### Goal of the exercise
Update all of the lines below so that "floodlight" becomes "stadium light" wherever it appears, with everything else unchanged, and leave the pictures out of your answer.

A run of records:
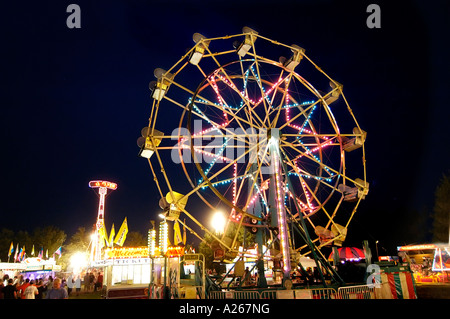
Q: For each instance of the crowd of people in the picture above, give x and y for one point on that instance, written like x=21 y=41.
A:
x=24 y=288
x=20 y=287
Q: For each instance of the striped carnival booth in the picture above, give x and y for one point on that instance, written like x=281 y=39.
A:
x=396 y=283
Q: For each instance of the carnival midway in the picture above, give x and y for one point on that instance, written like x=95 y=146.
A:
x=280 y=165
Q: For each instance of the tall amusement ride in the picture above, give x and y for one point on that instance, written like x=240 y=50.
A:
x=264 y=135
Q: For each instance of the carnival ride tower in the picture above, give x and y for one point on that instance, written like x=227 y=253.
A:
x=98 y=236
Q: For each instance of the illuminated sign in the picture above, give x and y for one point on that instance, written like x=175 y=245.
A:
x=97 y=184
x=175 y=251
x=126 y=252
x=417 y=247
x=441 y=261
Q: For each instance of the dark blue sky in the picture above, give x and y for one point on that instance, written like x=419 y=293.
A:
x=73 y=101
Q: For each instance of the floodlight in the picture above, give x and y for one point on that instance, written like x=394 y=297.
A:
x=199 y=49
x=294 y=60
x=248 y=41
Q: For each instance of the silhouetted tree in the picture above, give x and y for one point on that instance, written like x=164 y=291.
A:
x=441 y=211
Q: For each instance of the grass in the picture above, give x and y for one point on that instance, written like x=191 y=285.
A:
x=86 y=295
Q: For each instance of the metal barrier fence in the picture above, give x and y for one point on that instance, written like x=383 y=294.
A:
x=317 y=293
x=356 y=292
x=351 y=292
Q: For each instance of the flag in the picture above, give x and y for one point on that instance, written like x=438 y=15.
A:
x=11 y=250
x=22 y=253
x=184 y=232
x=111 y=236
x=58 y=252
x=103 y=235
x=176 y=233
x=122 y=234
x=16 y=255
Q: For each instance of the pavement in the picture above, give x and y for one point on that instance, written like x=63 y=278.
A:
x=433 y=291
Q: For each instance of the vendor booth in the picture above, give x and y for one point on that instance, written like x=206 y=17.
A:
x=430 y=263
x=31 y=268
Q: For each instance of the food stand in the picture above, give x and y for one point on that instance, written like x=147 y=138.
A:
x=430 y=263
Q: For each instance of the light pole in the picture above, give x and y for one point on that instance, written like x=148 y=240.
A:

### Solution
Q: For each instance of the crowd of people in the picture above, give x and y for one point on that instance, written like x=21 y=41.
A:
x=24 y=288
x=20 y=287
Q: For each instance of the striped carnival booth in the picture above, give x and y for one point on that instance, written like x=281 y=39.
A:
x=396 y=283
Q: For each instance of the carnival midway in the picture above, give x and y for one point on that instance, written like x=95 y=146.
A:
x=280 y=165
Q: For each instance of the tall amusement ride in the picture above, give x and y for one point on that instance, written like x=240 y=50.
A:
x=264 y=135
Q: For each instance of the carnival ride tower in the picture above, give x and y for one point on that instance, written like x=227 y=253.
A:
x=98 y=236
Q: For each instance of the illuminated sign in the picture above, give x and y for one point on that instance, written like x=175 y=245.
A:
x=97 y=184
x=175 y=251
x=126 y=252
x=417 y=247
x=441 y=261
Q: For each instance of the dark blue sky in the picture above, give x and y for one point on that instance, written like x=419 y=293.
A:
x=73 y=101
Q: For each instance of the stadium light in the picture above, give x and y for one point on that instance, written like x=394 y=297.
A:
x=199 y=49
x=294 y=60
x=248 y=41
Q: For each instance of the silhouetted tree in the picture above, give x and y for one point on that instance, written like x=164 y=291.
A:
x=441 y=211
Q: For each instance of the grass in the picture above, give x and y for one point on that instance, written like x=191 y=285.
A:
x=86 y=295
Q: For each instance of the metal barrier fence in the picture above, give x and y for one point on that instance, written like x=383 y=294.
A:
x=317 y=293
x=356 y=292
x=351 y=292
Q: For each instance of the flag in the picture above, give x and y for one point on that instance, written like x=438 y=15.
A:
x=11 y=250
x=22 y=253
x=184 y=232
x=111 y=236
x=58 y=252
x=103 y=235
x=176 y=233
x=122 y=234
x=16 y=255
Q: For each instance of the pavement in the picture above, give x and y for one point on that instance, written like x=63 y=278.
A:
x=433 y=291
Q: For each instance of the vendor booth in the picture above, give x and y for one point on that instance, written like x=206 y=17.
A:
x=430 y=263
x=31 y=268
Q: For each instance of the food stand in the picture above, give x and y for one point on that instance, written like x=147 y=138.
A:
x=430 y=263
Q: For each instance of the light pole in the picture above, give x and y for one point on that instance, written like x=148 y=240.
A:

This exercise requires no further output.